Exercise: Count the lines in the rows below that contain the string "slope", where case counts, and reply with only that number.

....

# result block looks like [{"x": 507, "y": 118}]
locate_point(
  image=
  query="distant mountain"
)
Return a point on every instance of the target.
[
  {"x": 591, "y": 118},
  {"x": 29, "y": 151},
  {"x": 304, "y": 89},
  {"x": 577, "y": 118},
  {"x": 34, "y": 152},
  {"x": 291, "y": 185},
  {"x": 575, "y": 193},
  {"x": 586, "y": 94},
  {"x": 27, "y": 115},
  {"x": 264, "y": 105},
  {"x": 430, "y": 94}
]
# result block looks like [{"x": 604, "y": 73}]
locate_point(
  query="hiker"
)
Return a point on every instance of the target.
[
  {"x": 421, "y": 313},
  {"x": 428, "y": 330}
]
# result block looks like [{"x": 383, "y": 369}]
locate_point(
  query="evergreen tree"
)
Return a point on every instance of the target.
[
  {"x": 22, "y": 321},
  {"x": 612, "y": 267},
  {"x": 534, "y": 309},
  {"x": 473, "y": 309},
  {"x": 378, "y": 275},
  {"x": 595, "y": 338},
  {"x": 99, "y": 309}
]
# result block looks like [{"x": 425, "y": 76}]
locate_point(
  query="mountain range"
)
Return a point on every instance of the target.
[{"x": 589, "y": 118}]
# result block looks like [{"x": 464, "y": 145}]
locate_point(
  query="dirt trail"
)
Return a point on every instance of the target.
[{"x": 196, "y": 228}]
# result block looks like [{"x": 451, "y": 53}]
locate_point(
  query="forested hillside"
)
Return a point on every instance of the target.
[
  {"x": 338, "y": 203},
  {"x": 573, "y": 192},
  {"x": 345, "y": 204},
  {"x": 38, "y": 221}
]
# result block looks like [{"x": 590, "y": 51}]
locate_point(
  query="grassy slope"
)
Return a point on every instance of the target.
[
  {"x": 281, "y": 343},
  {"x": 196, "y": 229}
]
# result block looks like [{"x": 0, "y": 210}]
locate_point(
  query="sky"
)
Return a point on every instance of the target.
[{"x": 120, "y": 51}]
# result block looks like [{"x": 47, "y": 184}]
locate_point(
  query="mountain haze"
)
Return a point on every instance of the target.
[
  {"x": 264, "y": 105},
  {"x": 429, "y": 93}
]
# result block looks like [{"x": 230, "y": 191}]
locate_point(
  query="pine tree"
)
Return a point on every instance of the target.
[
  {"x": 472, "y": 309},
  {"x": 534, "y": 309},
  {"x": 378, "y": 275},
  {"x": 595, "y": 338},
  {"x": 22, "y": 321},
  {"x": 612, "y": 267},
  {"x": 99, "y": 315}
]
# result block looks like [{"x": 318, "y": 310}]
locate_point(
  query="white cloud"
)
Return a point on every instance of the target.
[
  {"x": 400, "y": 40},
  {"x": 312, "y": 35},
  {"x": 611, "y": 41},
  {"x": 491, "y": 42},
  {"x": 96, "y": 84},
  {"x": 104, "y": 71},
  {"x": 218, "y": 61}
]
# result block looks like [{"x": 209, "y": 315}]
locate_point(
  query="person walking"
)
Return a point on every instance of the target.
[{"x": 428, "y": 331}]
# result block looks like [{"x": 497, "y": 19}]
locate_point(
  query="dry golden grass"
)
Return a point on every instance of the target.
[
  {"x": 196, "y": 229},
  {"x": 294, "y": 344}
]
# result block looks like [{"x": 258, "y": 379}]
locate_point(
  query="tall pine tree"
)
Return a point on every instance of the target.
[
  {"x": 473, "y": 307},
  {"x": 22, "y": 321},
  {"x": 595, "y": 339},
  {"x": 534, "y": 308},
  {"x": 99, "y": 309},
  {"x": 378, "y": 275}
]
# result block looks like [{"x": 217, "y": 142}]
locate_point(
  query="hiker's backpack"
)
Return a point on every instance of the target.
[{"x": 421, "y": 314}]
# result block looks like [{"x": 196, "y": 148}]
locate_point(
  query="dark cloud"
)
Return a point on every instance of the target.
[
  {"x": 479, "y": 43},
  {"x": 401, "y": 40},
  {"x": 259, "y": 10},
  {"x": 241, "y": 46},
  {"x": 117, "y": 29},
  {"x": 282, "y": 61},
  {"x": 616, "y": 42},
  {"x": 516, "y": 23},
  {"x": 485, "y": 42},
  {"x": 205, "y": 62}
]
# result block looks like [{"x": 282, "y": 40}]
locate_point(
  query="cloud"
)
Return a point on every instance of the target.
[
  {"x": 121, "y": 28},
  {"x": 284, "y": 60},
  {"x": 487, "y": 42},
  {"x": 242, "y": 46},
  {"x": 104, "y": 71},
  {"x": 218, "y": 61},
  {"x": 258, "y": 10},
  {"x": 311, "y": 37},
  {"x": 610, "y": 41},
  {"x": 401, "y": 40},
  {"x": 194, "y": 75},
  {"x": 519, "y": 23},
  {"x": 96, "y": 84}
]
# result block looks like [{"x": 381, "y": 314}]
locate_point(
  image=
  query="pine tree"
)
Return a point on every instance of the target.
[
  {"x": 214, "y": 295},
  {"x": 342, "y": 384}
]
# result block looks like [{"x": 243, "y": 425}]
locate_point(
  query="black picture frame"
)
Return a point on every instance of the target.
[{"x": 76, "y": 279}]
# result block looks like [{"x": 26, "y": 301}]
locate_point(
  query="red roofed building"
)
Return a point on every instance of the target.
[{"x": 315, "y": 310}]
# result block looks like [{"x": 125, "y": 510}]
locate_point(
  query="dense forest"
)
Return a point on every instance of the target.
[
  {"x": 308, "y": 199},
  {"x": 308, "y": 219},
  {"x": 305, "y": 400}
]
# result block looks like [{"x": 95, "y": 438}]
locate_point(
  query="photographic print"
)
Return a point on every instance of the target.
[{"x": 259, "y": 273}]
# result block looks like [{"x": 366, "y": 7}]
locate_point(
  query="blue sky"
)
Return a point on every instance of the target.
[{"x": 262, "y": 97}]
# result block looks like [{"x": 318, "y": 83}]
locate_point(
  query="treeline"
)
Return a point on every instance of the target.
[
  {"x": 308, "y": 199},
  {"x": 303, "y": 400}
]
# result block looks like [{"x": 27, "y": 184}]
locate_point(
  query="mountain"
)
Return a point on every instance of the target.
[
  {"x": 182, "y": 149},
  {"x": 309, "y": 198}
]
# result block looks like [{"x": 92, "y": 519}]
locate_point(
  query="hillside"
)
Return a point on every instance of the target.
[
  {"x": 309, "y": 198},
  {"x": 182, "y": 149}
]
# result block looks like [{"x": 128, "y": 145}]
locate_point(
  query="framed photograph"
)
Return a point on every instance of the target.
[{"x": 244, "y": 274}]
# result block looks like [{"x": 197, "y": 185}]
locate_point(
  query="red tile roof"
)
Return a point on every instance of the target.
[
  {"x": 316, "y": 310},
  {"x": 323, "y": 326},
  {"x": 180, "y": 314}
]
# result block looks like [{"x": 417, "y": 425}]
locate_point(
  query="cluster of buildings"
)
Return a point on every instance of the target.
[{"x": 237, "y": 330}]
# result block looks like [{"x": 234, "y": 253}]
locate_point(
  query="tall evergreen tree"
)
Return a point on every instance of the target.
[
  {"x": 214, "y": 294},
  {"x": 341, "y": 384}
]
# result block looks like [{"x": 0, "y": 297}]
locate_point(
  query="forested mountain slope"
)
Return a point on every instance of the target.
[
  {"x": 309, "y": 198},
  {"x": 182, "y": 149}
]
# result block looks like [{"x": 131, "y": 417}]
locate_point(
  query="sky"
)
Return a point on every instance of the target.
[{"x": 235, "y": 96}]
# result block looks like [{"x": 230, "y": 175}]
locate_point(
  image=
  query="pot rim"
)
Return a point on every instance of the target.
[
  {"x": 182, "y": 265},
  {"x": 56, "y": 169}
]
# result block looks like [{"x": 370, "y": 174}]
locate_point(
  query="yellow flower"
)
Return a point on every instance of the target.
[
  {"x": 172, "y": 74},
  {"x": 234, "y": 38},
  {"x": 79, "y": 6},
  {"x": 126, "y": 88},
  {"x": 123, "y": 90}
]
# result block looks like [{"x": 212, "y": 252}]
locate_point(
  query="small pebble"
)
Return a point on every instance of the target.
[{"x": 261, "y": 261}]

....

In response: 2